Exercice proposé: Repérez dans les entrées ci-dessous chaque ligne qui contient le mot « water », puis recopiez-la. La casse doit être respectée.

Extrait des données:
········
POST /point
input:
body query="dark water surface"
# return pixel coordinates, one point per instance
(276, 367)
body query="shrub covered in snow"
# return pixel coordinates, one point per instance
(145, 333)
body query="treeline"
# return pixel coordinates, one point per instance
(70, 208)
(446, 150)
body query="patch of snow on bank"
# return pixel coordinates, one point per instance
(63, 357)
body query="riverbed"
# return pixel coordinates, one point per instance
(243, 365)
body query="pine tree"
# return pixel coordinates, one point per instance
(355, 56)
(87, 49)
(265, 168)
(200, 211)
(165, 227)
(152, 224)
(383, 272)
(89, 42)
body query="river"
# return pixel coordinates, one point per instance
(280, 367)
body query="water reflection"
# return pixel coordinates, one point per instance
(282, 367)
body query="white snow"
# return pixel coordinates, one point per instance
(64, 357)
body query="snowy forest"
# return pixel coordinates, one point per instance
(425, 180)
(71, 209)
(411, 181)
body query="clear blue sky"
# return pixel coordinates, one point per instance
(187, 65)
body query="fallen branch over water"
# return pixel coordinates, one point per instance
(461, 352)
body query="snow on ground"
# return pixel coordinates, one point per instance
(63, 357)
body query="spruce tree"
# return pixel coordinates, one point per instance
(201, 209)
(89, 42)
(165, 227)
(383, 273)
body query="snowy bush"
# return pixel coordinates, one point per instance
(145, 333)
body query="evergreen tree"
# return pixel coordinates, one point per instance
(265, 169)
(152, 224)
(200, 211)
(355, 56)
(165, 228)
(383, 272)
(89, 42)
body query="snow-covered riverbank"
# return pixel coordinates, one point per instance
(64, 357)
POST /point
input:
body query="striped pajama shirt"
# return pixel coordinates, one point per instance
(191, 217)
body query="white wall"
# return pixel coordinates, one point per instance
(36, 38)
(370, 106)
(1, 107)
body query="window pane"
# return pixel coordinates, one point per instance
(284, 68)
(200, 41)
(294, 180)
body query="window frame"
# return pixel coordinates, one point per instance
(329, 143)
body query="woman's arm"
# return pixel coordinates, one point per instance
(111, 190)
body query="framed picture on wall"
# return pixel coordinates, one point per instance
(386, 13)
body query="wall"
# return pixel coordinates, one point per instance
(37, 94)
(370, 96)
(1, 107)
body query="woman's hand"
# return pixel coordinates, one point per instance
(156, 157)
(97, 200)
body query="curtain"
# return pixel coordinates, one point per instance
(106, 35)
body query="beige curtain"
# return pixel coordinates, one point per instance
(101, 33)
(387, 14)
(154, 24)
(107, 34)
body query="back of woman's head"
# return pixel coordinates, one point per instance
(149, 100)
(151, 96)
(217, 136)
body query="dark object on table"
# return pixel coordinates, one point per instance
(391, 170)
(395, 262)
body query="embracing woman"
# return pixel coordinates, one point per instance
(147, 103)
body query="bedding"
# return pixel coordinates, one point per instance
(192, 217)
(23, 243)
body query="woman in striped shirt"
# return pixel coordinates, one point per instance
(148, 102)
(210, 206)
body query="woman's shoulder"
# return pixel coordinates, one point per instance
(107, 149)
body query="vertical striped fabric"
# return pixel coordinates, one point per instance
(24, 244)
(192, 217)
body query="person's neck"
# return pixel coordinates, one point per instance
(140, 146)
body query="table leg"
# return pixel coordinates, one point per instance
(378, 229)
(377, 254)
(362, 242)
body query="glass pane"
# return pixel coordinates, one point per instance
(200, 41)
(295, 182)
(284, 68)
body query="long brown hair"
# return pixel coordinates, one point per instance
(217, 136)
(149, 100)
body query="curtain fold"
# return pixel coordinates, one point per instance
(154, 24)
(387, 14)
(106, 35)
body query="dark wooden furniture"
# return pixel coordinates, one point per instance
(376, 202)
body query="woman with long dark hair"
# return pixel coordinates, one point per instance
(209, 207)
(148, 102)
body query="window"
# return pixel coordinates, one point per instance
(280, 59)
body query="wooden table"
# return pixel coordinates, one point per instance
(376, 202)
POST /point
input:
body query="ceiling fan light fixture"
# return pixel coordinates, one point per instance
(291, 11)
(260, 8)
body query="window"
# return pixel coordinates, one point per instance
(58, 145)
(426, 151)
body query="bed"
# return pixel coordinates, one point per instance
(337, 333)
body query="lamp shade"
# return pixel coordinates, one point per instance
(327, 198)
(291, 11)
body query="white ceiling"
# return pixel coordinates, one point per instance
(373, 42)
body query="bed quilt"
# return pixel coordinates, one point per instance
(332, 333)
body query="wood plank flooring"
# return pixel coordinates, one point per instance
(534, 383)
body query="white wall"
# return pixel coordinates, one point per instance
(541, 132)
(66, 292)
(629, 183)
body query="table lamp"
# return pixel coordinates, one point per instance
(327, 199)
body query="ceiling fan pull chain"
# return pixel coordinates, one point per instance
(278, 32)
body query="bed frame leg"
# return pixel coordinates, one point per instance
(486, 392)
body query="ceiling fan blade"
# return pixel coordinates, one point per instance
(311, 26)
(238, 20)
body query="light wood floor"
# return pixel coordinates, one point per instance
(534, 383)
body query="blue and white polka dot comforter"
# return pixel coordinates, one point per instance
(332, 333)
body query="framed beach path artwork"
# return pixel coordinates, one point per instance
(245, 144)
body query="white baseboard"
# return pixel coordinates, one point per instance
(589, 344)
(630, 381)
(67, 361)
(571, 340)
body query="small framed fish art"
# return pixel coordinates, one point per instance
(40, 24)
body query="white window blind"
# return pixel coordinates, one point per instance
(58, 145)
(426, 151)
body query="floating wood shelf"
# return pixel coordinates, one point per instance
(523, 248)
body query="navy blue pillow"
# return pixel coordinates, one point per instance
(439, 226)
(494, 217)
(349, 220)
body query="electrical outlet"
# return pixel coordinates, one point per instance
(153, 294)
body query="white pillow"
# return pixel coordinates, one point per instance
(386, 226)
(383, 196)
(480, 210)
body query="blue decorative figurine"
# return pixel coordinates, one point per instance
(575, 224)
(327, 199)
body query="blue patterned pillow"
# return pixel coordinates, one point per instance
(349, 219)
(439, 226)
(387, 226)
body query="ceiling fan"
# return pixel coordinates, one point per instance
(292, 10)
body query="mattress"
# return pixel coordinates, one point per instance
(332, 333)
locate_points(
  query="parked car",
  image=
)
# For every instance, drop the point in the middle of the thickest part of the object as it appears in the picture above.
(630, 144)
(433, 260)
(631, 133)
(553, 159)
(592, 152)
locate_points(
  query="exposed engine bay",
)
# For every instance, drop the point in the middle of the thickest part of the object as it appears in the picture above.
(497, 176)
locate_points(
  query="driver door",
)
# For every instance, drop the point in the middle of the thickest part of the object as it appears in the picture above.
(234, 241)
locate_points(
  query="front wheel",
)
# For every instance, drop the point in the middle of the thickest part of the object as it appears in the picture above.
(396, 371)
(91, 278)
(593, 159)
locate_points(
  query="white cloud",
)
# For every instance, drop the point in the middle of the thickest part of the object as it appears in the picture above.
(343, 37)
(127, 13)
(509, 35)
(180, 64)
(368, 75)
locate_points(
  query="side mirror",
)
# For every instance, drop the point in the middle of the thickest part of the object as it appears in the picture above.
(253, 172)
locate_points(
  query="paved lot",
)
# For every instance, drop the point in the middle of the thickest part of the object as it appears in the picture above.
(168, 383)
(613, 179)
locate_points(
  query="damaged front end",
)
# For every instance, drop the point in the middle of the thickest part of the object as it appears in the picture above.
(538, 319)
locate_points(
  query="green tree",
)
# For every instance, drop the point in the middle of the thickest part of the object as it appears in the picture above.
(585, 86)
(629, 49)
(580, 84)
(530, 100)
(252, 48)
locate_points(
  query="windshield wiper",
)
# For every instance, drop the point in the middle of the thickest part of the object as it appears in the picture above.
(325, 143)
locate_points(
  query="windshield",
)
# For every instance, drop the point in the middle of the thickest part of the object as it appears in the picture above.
········
Réponse complète:
body query="dark water surface"
body query="water reflection"
body query="fallen branch over water"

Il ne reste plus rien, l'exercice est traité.